- Given instruction A
In the forum thread on finding the next available account number in PostgreSQL, what is Greg_O's immediate advice?
- Given instruction B
Pick up the forum thread on finding the next available account number in PostgreSQL after its last sentence, and continue it.

- Page
======

Postegresql How to find the next available number?

Tim_Seyfarth · October 19, 2023, 12:05am

Hello all,

I have a table that has account numbers in them. Over time either through a mistake or the account being deleted, there are now holes in the list. What is the best SQL command to tell it to find the next available number starting at X and moving to the end of the ordered record set?

For example:
1000
1001
1002
1004
1005
1008
1009

How to advise that the next available would be 1003?

Thanks,
Tim

Greg_O · October 19, 2023, 12:37am

My immediate advice is not to add this to your software. If you ever add a feature that relies on related tables which use the account as the key (since they have to be unique) and you delete a row in this table, you run the risk of having related rows pointing to the wrong data.

======

- Dataset rows
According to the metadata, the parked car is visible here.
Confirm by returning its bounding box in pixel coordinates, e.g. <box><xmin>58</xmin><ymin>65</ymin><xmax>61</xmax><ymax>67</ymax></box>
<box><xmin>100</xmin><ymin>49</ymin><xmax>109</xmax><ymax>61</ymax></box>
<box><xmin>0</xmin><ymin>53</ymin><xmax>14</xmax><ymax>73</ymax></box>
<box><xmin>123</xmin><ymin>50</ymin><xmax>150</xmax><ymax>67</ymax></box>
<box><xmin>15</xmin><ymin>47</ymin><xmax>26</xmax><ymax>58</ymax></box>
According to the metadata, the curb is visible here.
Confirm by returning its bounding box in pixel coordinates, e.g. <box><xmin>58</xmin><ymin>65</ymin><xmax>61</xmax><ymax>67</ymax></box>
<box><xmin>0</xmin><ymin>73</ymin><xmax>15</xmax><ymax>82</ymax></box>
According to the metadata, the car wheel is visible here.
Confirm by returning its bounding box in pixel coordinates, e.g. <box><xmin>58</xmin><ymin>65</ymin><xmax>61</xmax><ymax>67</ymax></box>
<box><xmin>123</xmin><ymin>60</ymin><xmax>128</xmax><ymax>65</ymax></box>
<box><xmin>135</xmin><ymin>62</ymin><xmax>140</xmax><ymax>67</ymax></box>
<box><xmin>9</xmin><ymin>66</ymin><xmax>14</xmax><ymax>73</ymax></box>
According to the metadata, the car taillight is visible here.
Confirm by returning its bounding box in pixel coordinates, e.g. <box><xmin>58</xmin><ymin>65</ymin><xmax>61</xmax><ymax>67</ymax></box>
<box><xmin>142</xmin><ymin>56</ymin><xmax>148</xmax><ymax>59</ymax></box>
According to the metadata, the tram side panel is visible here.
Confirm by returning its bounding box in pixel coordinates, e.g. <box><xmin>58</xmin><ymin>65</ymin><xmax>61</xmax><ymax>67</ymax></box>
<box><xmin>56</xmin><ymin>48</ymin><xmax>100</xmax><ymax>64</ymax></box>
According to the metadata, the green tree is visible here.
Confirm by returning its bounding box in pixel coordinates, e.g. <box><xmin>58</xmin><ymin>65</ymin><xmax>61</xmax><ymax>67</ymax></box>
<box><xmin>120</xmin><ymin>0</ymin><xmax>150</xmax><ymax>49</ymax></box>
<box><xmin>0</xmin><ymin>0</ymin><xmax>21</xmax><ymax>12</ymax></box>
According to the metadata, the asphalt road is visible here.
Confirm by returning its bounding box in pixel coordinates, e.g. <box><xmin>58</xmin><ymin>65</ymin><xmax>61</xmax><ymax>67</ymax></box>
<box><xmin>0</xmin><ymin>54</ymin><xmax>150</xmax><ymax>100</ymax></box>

======

- Task answer A
Not to add this to the software.

- Task answer B
Rick_Araujo · October 19, 2023, 12:55am

Usually we don’t reuse IDs released by any reason. Specially if your system need to track what happened. Imagine a sale cancellation, the items sold return to the shelves and the record is “released”. Well, we don’t delete them, we just mark them as “undone/returned”, so the 1003 sale is there for historical reasons. The sequence generators just go forward not reusing abandoned numbers.

https://database.guide/how-nextval-works-in-postgresql/

Tim_Seyfarth · October 19, 2023, 1:14am

Thanks guys!

Those are very good points!
In my case, I have many blocks open, and would like to fill them - with new entries.

I have done what you suggested - Do not Delete - and have marked them with an R in the Active Column instead of a Y or N.

So either I have to fill in the unused numbers, OR start a new sequence.
If fill in numbers, then I need that code to do so as stated in the original question

Tim

Eric_Williams · October 19, 2023, 1:23am

I think you’re going to have to write a query that returns unused numbers.

But why do you feel compelled to do this? I’m guessing there is some real-world, physical reason - perhaps a filing system? As another poster noted, it’s really not a good idea to reuse IDs like you are contemplating.

Tim_Seyfarth · October 19, 2023, 1:27am

In this case, they are not re-used. They were never used before but there was a problem with the code and over time holes appeared.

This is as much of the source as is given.